-------- THE RECORDS --------

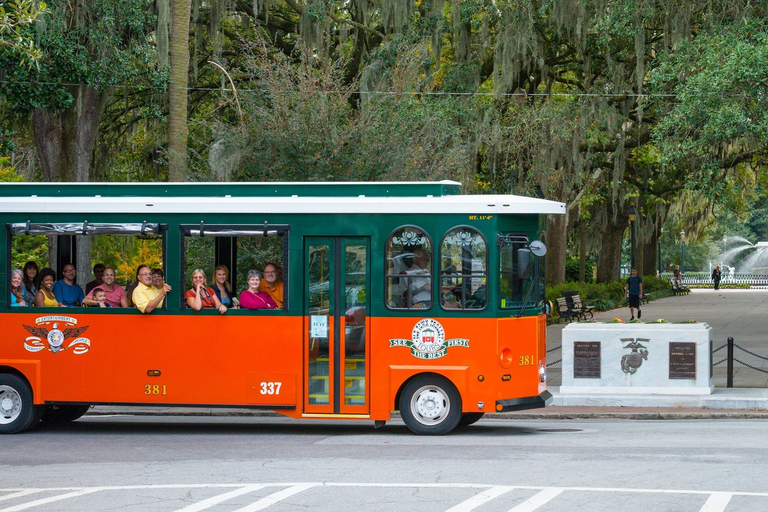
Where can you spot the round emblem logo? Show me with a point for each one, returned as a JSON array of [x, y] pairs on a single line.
[[428, 335]]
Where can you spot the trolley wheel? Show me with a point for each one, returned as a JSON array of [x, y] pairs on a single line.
[[58, 414], [469, 418], [17, 410], [430, 405]]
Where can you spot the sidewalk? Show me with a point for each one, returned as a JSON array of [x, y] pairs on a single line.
[[742, 314]]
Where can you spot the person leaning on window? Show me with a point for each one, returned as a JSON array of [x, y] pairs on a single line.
[[202, 296], [67, 292], [17, 288], [45, 296], [146, 297], [252, 298]]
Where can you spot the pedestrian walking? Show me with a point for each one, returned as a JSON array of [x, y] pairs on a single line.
[[716, 277], [634, 291]]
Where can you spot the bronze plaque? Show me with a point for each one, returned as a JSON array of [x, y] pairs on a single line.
[[682, 360], [586, 359]]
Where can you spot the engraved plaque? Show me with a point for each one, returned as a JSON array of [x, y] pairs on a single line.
[[586, 359], [682, 360]]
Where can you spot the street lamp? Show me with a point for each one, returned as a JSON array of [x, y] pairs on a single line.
[[661, 233], [631, 213], [682, 263]]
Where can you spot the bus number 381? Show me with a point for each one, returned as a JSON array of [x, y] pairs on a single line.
[[270, 388]]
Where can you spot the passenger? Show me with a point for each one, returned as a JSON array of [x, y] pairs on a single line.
[[68, 293], [132, 286], [158, 278], [30, 282], [17, 288], [98, 272], [420, 287], [114, 294], [146, 297], [253, 298], [202, 296], [221, 285], [45, 296], [99, 296], [272, 285]]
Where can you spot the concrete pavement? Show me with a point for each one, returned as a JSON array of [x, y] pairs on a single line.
[[742, 314]]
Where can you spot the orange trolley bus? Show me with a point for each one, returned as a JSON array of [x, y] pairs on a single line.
[[396, 296]]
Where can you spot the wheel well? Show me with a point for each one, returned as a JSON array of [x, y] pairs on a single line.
[[409, 379], [14, 371]]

--------

REQUEST:
Transcribe the records above exactly as they appear, leaving out any pictures.

THE COMPLETED TASK:
Where can you spot the round emblem logo? Show me with a point for each one, returned as a JSON array of [x, y] pairs on a single line.
[[428, 335]]
Where can you spot the trolley wheel? Show me with a point for each one, returned as a JSON array of [x, y] pairs on a single line.
[[58, 414], [469, 418], [17, 410], [430, 405]]
Where can you spot the sidewalk? Show me with a point for each one, returned as a JSON array of [x, y] pairs on a single line.
[[742, 314]]
Where can you spot the person leaning on window? Show me with a point for each one, returned as a JSON array of [x, y] pairs on a single line.
[[202, 296], [67, 292], [17, 288], [45, 296], [146, 297], [252, 298]]
Where can you spot the pedestrian walking? Show me with a point for each one, returned as a JSON array of [x, y] pairs on a single line.
[[716, 277], [634, 291]]
Where can you spot the bronze plaque? Show me with a point for each one, returned as a JSON array of [x, y] pairs on a single line.
[[682, 360], [586, 359]]
Where can you spot the engraved plaque? Show me with a point for each one, returned as a JSON array of [x, y] pairs on a single line.
[[586, 359], [682, 360]]
Where can you spot the street lamp? Show me with a point for each one, returned as a JSON array of [x, y] pairs on a single line.
[[661, 233], [631, 213], [682, 263]]
Where can you spot the bus number 381? Show me with a point for each one, returned as a JSON array of [x, y] pairs on a single line.
[[270, 388]]
Where can you spot the passenger? Show me with a point for each one, returned as a JSON array of [x, y] pairs on a single line.
[[68, 293], [132, 286], [158, 278], [30, 282], [17, 288], [98, 272], [420, 287], [114, 294], [146, 297], [253, 298], [202, 296], [221, 285], [45, 296], [99, 296], [272, 285]]
Where can you spot the concrete pavement? Show me with a point for each one, returned as a JSON array of [x, y] pairs on a single line.
[[742, 314]]
Where can you spot the orange trolley bus? Show me with a point for each one, returned as a JSON array of [x, y] pairs on a single line.
[[396, 296]]
Where can you spot the wheel well? Show me with a point for each one, returned as a JSON array of [x, y] pairs on a single line.
[[409, 379], [14, 371]]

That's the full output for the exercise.